* START Text to read *

The view on here is that IBRC will eventually be merged with NAMA; it may take some time – months or years – but it is complete nuts to maintain two 100% state-owned agencies doing precisely the same job – IBRC might still be classed as a bank, but for the purposes of the following it is regarded as a state agency whose sole shareholder in the Minister for Finance, Michael Noonan.

A merger might be too challenging a task in 2012, but by 2020 when both NAMA and IBRC are scheduled to wind down, it seems implausible that we would still have two agencies with an inefficient duplication of costs, dysfunctionally competing with each other rather than combining their talents to take advantage of best individual practices and to compete with non-state-owned asset management companies.

But which agency should take the senior role in any merger?

You might start out by asking which agency is presently doing the better job in managing its assets, but sadly neither NAMA nor IBRC publishes sufficient information to allow you make a reliable overall assessment. You can glance off some peripheral aspects of both agencies’ published accounts, like non performing loans, and you might conclude IBRC is doing a worse job than NAMA because the rate of deterioration in its loans is worse than NAMA’s. You might also note the €247m profit delivered by NAMA in 2011 and compare that to the €935m loss at IBRC, but the view on here, is that both agencies are hiding a veritable hornets nest of problems in the way they account for loan impairments and NAMA’s €235m tax credit in 2011 doesn’t fool anyone. But overall, you just don’t have enough information to meaningfully conclude which agency is doing better with managing its assets.

And what about costs? NAMA and IBRC are managing loan portfolios of a similar magnitude, though NAMA’s net-of-provisions total of €26bn is greater than IBRC’s €19bn. What does stand out is the fact that NAMA’s operating costs are less than half those of IBRC’s – in 2011 NAMA racked up €128m of operating costs (see above extract from the 2011 annual report) compared to €320m at IBRC (see below extract from the 2011 annual report). For 2012, NAMA has published a forecast of its costs at €194m for this year, and IBRC’s actual H1,2012 costs of €129m indicate that its total costs for 2012 will be down from 2011.

* END Text to read *

Given exercise 1 ▸
Answer these questions from the NAMA and IBRC piece:
(a) Who is named as the sole shareholder of IBRC?
(b) What profit did NAMA deliver in 2011?
(c) What were IBRC's operating costs in 2011?
Given exercise 2 ▸
Output everything in the NAMA and IBRC piece from "The view on here is" down to "Finance, Michael Noonan.", copied without any change.
Answer using only the text above.

* START Dataset section *

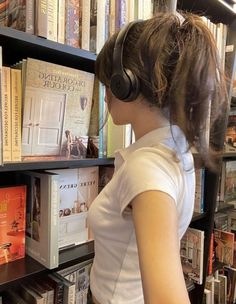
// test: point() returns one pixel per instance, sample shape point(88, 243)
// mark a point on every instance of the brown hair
point(179, 70)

* END Dataset section *

Finished answer 1 ▸
(a) The Minister for Finance, Michael Noonan.
(b) €247m.
(c) €320m.

Finished answer 2 ▸
The view on here is that IBRC will eventually be merged with NAMA; it may take some time – months or years – but it is complete nuts to maintain two 100% state-owned agencies doing precisely the same job – IBRC might still be classed as a bank, but for the purposes of the following it is regarded as a state agency whose sole shareholder in the Minister for Finance, Michael Noonan.